### Data shown
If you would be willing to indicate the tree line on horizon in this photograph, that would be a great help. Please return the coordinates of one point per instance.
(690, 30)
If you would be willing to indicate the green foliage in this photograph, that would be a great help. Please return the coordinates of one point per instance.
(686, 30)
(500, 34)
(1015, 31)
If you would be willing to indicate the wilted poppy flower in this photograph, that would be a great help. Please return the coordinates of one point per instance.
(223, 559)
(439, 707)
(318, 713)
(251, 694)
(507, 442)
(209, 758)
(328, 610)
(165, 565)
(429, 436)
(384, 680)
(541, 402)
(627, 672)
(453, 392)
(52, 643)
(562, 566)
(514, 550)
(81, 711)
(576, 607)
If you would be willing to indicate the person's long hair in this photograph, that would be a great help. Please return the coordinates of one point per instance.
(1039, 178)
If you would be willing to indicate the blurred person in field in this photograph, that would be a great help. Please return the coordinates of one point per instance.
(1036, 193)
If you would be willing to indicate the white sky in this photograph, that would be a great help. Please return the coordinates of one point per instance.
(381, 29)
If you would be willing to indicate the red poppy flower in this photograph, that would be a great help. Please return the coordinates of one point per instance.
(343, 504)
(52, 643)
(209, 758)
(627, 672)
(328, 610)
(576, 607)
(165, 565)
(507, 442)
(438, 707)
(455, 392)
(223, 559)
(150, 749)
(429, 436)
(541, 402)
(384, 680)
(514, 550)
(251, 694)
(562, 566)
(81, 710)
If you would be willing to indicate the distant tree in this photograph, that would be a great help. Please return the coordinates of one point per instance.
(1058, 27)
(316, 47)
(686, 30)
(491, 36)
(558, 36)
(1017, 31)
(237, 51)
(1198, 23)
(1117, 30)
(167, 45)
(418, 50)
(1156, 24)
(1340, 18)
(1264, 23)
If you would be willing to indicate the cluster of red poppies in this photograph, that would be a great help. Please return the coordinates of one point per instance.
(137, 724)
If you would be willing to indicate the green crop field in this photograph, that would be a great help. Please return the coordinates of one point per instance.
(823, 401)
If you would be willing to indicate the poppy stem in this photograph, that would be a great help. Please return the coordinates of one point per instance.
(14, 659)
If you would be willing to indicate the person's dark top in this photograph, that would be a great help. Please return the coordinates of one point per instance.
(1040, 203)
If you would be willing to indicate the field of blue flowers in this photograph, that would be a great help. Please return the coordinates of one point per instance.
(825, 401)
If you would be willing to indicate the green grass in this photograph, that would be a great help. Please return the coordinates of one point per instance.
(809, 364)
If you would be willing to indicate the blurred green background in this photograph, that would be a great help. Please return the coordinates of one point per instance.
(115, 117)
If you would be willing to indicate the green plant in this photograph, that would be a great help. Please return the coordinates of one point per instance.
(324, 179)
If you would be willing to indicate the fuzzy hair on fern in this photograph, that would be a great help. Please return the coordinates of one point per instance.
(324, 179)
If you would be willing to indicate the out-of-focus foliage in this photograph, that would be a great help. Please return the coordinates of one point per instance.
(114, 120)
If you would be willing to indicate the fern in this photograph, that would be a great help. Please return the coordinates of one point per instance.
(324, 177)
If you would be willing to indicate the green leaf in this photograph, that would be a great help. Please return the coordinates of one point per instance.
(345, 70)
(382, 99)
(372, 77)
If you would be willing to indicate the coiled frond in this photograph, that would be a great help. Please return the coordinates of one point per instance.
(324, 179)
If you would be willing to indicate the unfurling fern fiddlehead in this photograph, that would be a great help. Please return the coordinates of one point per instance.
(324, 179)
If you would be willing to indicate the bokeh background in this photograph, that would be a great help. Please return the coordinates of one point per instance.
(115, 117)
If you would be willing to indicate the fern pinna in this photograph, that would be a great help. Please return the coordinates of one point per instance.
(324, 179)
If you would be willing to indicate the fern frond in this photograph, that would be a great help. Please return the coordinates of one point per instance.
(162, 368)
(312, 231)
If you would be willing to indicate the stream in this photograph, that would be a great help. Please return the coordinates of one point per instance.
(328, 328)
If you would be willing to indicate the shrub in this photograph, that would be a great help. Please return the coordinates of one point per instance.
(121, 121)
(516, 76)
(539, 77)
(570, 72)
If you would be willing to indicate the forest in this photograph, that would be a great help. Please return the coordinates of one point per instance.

### Written request
Beginning with the line that contains "If you would be willing to indicate the fern pinna", repeat every line through the end of the records and nothing more.

### Solution to the problem
If you would be willing to indicate the fern pinna in this photograph, that would be a great help. Please return the coordinates of one point per instance.
(324, 179)
If you would be willing to indicate the fern frond in this photograph, that would be a great help. Please return the coordinates of one point per instance.
(162, 368)
(312, 231)
If you would be willing to indicate the stream in this photograph, that would be a great help. Please return the coordinates of one point per instance.
(328, 328)
If you would be willing to indicate the shrub in this photograph, that would be a great help. Please return the coordinates of one point per instance.
(121, 121)
(516, 76)
(539, 77)
(570, 72)
If you would be willing to indicate the forest in this photograph, that would be a great help. Please return the coordinates of one point per instance.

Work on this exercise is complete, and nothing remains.